Activity: Transcribe the data below verbatim from the line with "Target: house window" to the line with "Where can the white subway". Include both of those lines.

Data for the task START

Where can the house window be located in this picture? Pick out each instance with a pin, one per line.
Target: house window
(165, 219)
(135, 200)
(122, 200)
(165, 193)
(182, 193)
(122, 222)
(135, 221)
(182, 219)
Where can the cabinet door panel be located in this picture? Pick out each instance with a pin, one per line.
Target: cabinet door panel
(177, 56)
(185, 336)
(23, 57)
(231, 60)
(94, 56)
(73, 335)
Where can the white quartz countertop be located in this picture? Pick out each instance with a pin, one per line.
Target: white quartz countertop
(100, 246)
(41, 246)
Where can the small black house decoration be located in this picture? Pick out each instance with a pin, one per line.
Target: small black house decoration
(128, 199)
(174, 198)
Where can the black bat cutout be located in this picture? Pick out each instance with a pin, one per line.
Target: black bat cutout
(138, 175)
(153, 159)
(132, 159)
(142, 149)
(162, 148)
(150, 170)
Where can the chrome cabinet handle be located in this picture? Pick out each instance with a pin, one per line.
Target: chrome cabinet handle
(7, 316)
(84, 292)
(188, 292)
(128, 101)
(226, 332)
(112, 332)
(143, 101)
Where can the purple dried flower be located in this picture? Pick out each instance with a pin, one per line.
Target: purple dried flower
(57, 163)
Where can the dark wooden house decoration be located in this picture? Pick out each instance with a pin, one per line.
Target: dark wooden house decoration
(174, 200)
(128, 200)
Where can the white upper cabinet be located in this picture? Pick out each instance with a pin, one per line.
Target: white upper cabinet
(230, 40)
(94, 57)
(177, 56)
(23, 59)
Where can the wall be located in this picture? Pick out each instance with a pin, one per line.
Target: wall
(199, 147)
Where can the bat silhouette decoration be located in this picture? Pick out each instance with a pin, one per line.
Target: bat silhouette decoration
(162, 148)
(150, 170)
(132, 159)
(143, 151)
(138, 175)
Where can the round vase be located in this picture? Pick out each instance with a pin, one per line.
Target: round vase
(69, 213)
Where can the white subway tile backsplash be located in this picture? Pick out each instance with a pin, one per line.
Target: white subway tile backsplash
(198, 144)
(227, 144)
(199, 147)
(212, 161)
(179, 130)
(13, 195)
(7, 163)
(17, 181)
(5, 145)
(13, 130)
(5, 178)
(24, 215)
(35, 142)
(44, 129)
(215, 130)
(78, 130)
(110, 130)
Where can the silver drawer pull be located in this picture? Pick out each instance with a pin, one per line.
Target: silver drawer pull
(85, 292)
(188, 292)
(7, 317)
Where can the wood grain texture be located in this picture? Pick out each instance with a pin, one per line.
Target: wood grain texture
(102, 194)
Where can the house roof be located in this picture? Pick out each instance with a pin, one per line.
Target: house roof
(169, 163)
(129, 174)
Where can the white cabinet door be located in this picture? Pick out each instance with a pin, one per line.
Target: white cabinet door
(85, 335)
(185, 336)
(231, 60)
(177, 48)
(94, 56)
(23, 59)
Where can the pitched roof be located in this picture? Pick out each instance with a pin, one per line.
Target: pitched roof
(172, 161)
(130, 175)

Data for the task END

Answer:
Target: house window
(165, 219)
(135, 200)
(122, 200)
(165, 193)
(182, 193)
(122, 222)
(135, 221)
(182, 219)
Where can the cabinet door panel be located in this picture? Pick out each instance with a pin, one per line.
Target: cabinet door panel
(177, 56)
(185, 336)
(23, 57)
(231, 60)
(94, 56)
(73, 335)
Where can the white quartz countertop be located in this picture? Pick out each instance with a pin, one per line.
Target: white quartz countertop
(100, 246)
(41, 246)
Where can the small black house decoration be located in this picture? Pick out each instance with a pin, one per line.
Target: small black house decoration
(128, 199)
(174, 198)
Where can the black bat cutout be located in this picture? Pick out each instance with a pin, one per line.
Target: black bat cutout
(138, 175)
(153, 159)
(132, 159)
(142, 149)
(162, 148)
(150, 170)
Where can the chrome cabinet handle be located in this picture? Pick out each instance with a pin, one per line.
Target: chrome cabinet handle
(7, 316)
(84, 292)
(188, 292)
(128, 101)
(226, 332)
(112, 332)
(143, 101)
Where can the purple dried flower be located in this picture? Pick out each instance with a pin, one per line.
Target: purple dried flower
(57, 163)
Where can the dark wooden house decoration be located in this picture? Pick out each instance with a pin, one per line.
Target: dark wooden house decoration
(174, 200)
(128, 200)
Where can the white upper cabinet be located in this picture? Pick out each instance with a pin, one per line.
Target: white upper cabinet
(230, 40)
(94, 57)
(177, 56)
(23, 59)
Where can the wall be located in this picture? Pick out each instance with a pin, one per line.
Target: wall
(199, 147)
Where can the bat silhouette decoration be located in this picture? Pick out each instance with a pin, one per line.
Target: bat silhouette decoration
(162, 148)
(150, 170)
(132, 159)
(143, 151)
(138, 175)
Where can the round vase be located in this picture? Pick out each instance with a pin, one per line.
Target: round vase
(69, 213)
Where can the white subway tile backsplash be located in this picture? Pick out each instance with a pin, one per line.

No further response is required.